» **What you are asked to do**:
Pick out each line in the items below that contains the word "shoreline", and copy those lines.

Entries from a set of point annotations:
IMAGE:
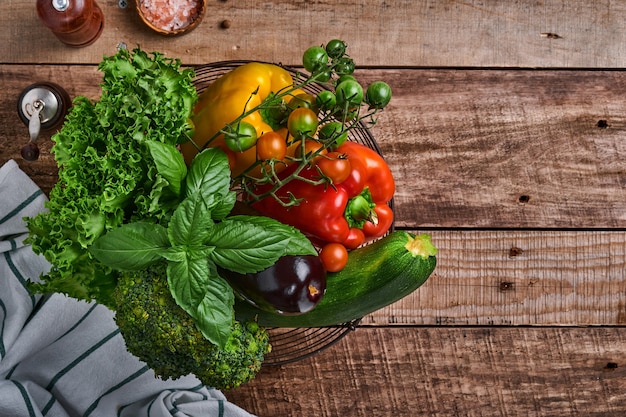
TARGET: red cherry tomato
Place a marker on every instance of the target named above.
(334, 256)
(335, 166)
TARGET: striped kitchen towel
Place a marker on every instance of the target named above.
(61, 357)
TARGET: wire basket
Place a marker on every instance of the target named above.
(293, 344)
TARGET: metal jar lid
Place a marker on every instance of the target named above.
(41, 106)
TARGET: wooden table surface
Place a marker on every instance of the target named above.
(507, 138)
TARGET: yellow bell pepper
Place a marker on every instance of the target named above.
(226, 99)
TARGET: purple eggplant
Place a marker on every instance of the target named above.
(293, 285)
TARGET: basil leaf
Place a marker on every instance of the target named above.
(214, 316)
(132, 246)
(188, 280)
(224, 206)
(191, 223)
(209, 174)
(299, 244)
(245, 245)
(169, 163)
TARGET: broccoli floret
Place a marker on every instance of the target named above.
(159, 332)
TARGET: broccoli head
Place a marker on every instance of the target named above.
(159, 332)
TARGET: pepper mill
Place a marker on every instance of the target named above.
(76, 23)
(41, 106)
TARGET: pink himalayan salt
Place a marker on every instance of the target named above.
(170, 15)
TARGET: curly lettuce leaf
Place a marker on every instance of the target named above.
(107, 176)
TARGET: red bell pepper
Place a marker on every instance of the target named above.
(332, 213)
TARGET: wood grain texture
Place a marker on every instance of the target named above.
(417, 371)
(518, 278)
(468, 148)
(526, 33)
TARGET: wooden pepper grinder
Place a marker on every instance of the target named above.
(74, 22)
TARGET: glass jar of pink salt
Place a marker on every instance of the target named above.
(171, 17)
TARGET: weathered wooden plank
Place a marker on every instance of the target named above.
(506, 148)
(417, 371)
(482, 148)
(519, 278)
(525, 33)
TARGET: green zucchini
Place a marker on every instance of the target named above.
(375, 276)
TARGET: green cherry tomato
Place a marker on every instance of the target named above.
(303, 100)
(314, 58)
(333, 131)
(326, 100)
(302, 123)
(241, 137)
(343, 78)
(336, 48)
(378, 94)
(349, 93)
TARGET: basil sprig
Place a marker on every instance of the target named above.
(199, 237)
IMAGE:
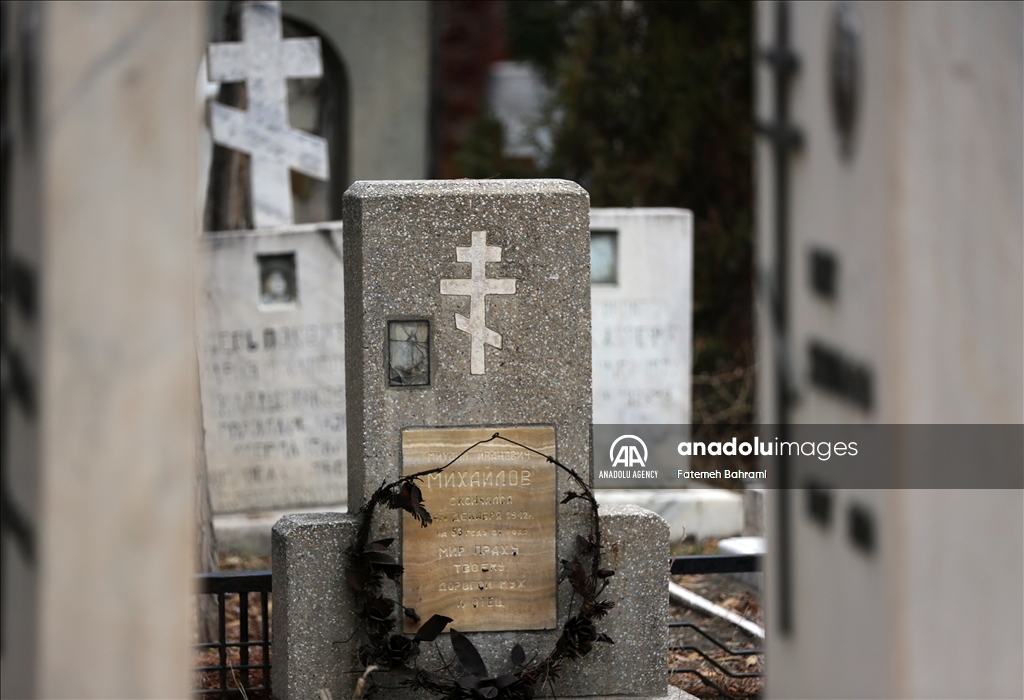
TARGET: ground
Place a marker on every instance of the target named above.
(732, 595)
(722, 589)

--

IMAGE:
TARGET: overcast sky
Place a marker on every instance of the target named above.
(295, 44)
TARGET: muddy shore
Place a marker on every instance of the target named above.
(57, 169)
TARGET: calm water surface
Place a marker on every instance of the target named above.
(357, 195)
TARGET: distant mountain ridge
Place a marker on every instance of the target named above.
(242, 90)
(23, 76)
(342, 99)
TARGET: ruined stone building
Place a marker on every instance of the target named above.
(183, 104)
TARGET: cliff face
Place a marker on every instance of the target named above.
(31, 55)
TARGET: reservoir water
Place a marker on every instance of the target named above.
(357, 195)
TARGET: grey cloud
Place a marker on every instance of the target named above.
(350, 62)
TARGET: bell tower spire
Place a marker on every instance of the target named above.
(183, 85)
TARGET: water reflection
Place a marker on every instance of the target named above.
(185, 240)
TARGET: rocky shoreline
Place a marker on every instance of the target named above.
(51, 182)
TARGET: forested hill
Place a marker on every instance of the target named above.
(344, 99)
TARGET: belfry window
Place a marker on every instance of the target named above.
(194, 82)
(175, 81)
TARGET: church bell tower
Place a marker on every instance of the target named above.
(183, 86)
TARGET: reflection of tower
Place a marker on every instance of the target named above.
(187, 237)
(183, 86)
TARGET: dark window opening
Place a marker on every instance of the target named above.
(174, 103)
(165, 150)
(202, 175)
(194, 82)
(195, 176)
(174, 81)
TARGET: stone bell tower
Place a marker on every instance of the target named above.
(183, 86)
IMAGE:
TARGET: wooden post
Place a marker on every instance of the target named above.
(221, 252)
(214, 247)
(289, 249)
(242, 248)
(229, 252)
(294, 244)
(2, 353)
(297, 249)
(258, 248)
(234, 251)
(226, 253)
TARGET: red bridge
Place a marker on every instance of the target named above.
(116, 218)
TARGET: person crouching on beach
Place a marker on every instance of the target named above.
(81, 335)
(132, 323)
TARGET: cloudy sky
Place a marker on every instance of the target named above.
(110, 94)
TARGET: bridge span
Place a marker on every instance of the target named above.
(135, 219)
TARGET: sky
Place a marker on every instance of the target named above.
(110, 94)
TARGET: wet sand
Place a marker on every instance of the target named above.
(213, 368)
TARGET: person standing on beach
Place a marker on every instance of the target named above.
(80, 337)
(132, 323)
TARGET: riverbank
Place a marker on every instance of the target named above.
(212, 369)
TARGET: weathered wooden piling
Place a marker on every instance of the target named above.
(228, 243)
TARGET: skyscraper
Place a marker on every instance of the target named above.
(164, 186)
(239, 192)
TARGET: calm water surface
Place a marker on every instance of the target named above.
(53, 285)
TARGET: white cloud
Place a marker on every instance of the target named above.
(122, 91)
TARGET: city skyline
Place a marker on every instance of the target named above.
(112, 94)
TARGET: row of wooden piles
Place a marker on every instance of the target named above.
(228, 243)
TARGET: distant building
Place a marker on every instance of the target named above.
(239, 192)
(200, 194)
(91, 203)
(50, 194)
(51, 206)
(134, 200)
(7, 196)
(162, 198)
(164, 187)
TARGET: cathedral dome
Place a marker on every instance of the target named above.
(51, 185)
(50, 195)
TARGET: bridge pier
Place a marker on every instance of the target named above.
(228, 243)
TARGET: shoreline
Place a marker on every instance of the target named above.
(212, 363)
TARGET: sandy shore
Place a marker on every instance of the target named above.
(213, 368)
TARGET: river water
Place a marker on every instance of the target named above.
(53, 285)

» **Response to the task**:
TARGET: rocky shoreline
TARGET: shoreline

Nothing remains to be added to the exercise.